[Dataset rows]
—————

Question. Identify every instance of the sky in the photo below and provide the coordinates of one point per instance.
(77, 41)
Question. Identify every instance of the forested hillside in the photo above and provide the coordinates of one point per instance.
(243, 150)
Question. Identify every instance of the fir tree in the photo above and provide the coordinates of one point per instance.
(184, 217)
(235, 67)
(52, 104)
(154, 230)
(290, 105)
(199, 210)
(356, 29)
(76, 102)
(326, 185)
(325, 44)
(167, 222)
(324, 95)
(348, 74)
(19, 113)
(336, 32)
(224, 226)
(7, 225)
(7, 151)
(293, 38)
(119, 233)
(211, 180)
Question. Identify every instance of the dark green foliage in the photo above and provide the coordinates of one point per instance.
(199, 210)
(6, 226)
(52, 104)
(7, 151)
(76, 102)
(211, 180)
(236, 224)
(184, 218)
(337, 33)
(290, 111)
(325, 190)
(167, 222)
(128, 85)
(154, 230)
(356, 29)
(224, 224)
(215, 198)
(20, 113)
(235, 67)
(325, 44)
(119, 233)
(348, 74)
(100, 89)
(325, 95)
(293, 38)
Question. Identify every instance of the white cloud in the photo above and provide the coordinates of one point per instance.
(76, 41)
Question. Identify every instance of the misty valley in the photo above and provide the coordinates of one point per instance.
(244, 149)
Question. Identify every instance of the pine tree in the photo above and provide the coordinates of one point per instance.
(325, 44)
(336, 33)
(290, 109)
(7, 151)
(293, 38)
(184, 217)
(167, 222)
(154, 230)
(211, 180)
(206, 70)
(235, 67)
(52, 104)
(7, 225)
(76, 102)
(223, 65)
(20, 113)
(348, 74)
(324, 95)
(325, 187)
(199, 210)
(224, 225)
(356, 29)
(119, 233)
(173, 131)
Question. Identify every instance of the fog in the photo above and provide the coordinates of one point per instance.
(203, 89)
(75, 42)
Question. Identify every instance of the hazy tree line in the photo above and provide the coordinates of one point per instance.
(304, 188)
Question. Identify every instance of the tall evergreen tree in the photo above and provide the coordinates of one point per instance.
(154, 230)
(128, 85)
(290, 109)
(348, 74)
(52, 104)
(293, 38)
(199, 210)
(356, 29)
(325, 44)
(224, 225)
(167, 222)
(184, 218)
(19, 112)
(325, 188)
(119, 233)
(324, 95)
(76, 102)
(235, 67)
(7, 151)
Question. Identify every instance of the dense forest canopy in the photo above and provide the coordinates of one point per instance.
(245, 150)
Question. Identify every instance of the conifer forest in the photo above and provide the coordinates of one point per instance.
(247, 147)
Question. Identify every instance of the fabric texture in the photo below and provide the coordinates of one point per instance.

—————

Task: Copy all data exactly, start to finish.

Solution below:
Question. Identify every instance of the sky in the photo below and provide the coordinates of one point per instance.
(77, 41)
Question. Identify every instance of the forested hillside in the photo above and provide the coordinates of one point per instance.
(243, 150)
Question. Identify every instance of the fir tree in the photo above and provide the coordinates of one point per instance.
(184, 217)
(235, 67)
(52, 104)
(154, 230)
(290, 105)
(199, 210)
(356, 29)
(76, 102)
(326, 185)
(325, 44)
(167, 222)
(324, 95)
(348, 74)
(19, 113)
(336, 32)
(224, 226)
(7, 225)
(7, 151)
(293, 38)
(119, 233)
(211, 180)
Question. Identify every instance of the dark green foliage in the photo above and provide the coordinates of one point per instance.
(199, 210)
(6, 226)
(52, 104)
(7, 151)
(76, 102)
(211, 180)
(236, 224)
(184, 218)
(337, 33)
(290, 111)
(325, 190)
(167, 222)
(128, 85)
(154, 230)
(356, 29)
(224, 224)
(215, 198)
(20, 113)
(235, 67)
(325, 44)
(119, 233)
(348, 74)
(100, 89)
(325, 95)
(293, 38)
Question. Identify every instance of the white cloud in the photo above and provide the coordinates of one point per instance.
(76, 41)
Question. Identify every instance of the misty valley in the photo above and provide the coordinates of one point per instance.
(244, 149)
Question. Identify every instance of the pine tree in the photo above and provide the coordinates of one point per instance.
(325, 44)
(336, 33)
(290, 109)
(7, 151)
(293, 38)
(184, 217)
(167, 222)
(154, 230)
(211, 180)
(206, 70)
(235, 67)
(52, 104)
(7, 225)
(76, 102)
(223, 65)
(20, 113)
(348, 74)
(324, 95)
(325, 187)
(199, 210)
(224, 225)
(356, 29)
(119, 233)
(173, 131)
Question. Identify every instance of the fog in the photo above and provide the coordinates of one point per instance.
(203, 89)
(75, 42)
Question. Identify every instance of the hazy tree line in the photo above and provide the coordinates of one point per instance.
(304, 188)
Question. Identify every instance of the tall evergreen tree in the photo above and provide the coordinates of one point per instance.
(154, 230)
(128, 85)
(290, 109)
(348, 74)
(52, 104)
(293, 38)
(199, 210)
(356, 29)
(325, 44)
(224, 225)
(167, 222)
(184, 218)
(19, 112)
(325, 188)
(119, 233)
(324, 95)
(76, 102)
(235, 67)
(7, 151)
Question. Identify every instance of the dense forest canopy in the photo above and provide the coordinates of one point per instance.
(245, 150)
Question. Identify every instance of the conifer forest in the photo above and provide the coordinates of one point per instance.
(247, 147)
Question. Identify every instance of the fabric texture in the photo below and provide the coordinates of one point per instance.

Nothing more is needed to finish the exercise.